== Job ==
Reproduce every item below character for character, leaving out the pictures.

== Provided material ==
--- Begin ---
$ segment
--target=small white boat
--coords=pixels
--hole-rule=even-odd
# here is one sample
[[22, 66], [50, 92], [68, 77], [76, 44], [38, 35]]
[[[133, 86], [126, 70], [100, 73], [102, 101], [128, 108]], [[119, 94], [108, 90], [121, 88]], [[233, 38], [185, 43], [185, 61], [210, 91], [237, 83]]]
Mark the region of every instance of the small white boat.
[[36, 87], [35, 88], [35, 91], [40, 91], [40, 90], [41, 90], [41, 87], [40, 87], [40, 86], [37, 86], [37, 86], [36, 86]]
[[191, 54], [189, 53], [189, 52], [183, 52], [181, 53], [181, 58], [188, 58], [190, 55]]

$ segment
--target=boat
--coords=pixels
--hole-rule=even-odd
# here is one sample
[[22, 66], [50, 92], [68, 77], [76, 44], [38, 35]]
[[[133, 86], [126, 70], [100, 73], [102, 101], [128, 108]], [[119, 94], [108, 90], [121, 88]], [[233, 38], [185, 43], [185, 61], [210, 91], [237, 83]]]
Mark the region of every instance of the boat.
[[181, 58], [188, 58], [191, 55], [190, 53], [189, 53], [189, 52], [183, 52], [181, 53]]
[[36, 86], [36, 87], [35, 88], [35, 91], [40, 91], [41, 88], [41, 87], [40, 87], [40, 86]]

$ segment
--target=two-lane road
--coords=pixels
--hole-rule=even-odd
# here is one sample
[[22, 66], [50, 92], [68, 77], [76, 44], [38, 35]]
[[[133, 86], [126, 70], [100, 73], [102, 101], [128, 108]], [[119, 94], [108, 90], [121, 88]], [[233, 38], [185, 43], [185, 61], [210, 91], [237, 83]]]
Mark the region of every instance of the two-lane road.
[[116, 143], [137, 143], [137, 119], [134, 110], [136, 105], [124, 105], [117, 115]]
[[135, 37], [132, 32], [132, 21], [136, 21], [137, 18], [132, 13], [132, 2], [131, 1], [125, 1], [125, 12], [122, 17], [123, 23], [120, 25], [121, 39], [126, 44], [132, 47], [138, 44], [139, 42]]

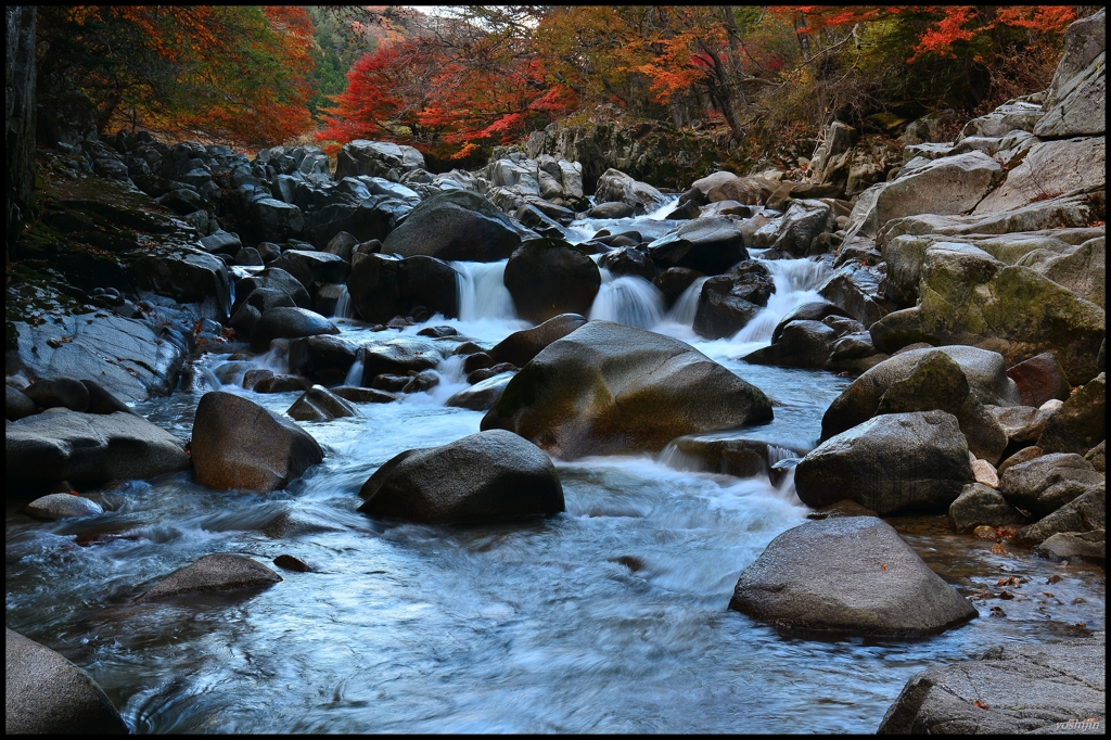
--- End ---
== Solved problem ==
$ segment
--target=small white boat
--coords=pixels
--hole-rule=even-odd
# here is one sample
[[22, 66], [50, 92], [68, 77], [76, 44], [38, 35]]
[[[133, 86], [126, 70], [100, 73], [102, 101], [128, 108]], [[119, 94], [108, 90], [121, 88]], [[233, 38], [185, 43], [185, 61], [210, 91], [237, 83]]]
Mark the region of every instance of the small white boat.
[[36, 87], [35, 88], [35, 91], [40, 91], [40, 90], [41, 90], [41, 87], [40, 87], [40, 86], [37, 86], [37, 86], [36, 86]]
[[191, 54], [189, 53], [189, 52], [183, 52], [181, 53], [181, 58], [188, 58], [190, 55]]

$ segment
--target=boat
--coords=pixels
--hole-rule=even-odd
# here is one sample
[[22, 66], [50, 92], [68, 77], [76, 44], [38, 35]]
[[[133, 86], [126, 70], [100, 73], [102, 101], [128, 108]], [[119, 94], [108, 90], [121, 88]], [[233, 38], [185, 43], [185, 61], [210, 91], [237, 83]]]
Mark the region of every instance of the boat.
[[181, 58], [188, 58], [191, 55], [190, 53], [189, 53], [189, 52], [183, 52], [181, 53]]
[[36, 86], [36, 87], [35, 88], [35, 91], [40, 91], [41, 88], [41, 87], [40, 87], [40, 86]]

$ segment
--target=two-lane road
--coords=pixels
--hole-rule=even-odd
# here is one sample
[[22, 66], [50, 92], [68, 77], [76, 44], [38, 35]]
[[[133, 86], [126, 70], [100, 73], [102, 101], [128, 108]], [[119, 94], [108, 90], [121, 88]], [[233, 38], [185, 43], [185, 61], [210, 91], [237, 83]]]
Mark the region of every instance of the two-lane road.
[[116, 143], [137, 143], [137, 119], [134, 110], [136, 105], [124, 105], [117, 115]]
[[135, 37], [132, 32], [132, 21], [136, 21], [137, 18], [132, 13], [132, 2], [131, 1], [125, 1], [125, 12], [122, 17], [123, 23], [120, 25], [121, 39], [126, 44], [132, 47], [138, 44], [139, 42]]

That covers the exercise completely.